● SUPPLIED DATA

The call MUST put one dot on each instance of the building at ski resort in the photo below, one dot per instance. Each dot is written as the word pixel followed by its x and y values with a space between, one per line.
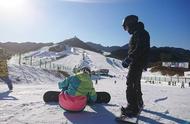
pixel 176 64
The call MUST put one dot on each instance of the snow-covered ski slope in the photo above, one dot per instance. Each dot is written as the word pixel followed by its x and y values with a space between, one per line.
pixel 163 103
pixel 72 57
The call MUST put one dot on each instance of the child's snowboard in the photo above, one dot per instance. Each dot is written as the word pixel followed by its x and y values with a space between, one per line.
pixel 53 96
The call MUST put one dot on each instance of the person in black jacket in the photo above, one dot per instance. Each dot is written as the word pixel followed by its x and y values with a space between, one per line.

● INSTRUCTIONS TO FOLLOW
From the listing, extract all text exactly as given and drop any picture.

● TASK RESPONSE
The call MUST put one dot on each instance of the building at ski resort in the photo below, one dot per instance. Each dot is written as the word pixel followed by its x and y values with a space between, one per line.
pixel 176 64
The call MUST put one dot on each instance of the snow-covered ski slope in the photo above, one dot per instance. Each dot is written as the word pixel followed by its x and y values with a space between, one per line.
pixel 163 103
pixel 72 57
The call MUST put one dot on each instance of the child's snowboard in the photo above, one dot per instance. Each dot is written as the word pixel followed by its x and y values with a space between, one per line.
pixel 53 96
The call MUST put one dot on each instance of the person in black jacket in the photo above, one dot per instance. Each dot is written as the word pixel followed by its x and y values with a space between, one per line.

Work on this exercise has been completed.